Source text:
- Opening Delimiter -

What are the new covid regulations for travellers from China who want to enter the US?
The United States has imposed new testing requirements for visitors from China in response to a surge of covid-19 cases in the country.
In response to the news that China is reopening its borders, the United States has announced new restrictions for travellers from China as it undergoes a surge in cases.
Despite reporting just 5,000 cases per day, analysts suspect that the true number of new daily cases in China could be close to one million. Reports from the country suggest that hospitals are being overwhelmed by high case numbers and there are shortages of medicine.
Due to the lack of “adequate and transparent” data from China, the US has announced that travellers entering from China, Hong Kong and Macau will be required to do a coronavirus test. The new rules will go into effect from 5 January.
The CDC website reads: “Passengers, regardless of citizenship or vaccination status, are required to show a negative COVID-19 test result taken no more than 2 days before their flight departs.
“Those who had COVID-19 in the 90 days before their travel to the United States can instead show documentation of recovery from COVID-19.”
Similar requirements have been put in place by health authorities in the United Kingdom, France, Italy, Australia, Spain, Canada and Japan.
China angry at ‘discriminatory’ testing requirement
While US authorities reiterate that the additional restrictions are due to a present danger from China as it grapples with high case numbers, Beijing has reacted angrily to the move. The new measures relate specifically to travellers from China and the Chinese government criticised the ‘discriminatory’ rules.
The vast majority of Chinese people have been unable to travel overseas since March 2020 when the country imposed some of the strictest lockdown measures seen anywhere in the world.

- Closing Delimiter -

Raw data:
- Opening Delimiter -

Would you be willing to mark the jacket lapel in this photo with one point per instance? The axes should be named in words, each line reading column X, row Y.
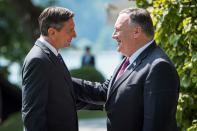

- Closing Delimiter -

Study questions:
- A) Reproduce the section of the travel article that starts with the words containing "In response to the" and ends with "surge in cases.".
- B) Condense the paragraph of the travel article that begins "Due to the lack of" into a single shorter sentence that keeps its main facts.
The data come from a different source than the travel article.

Answers to the problems:
- A)
In response to the news that China is reopening its borders, the United States has announced new restrictions for travellers from China as it undergoes a surge in cases.

- B) Citing a lack of "adequate and transparent" data from China, the US will require travelers arriving from China, Hong Kong and Macau to take a coronavirus test starting 5 January.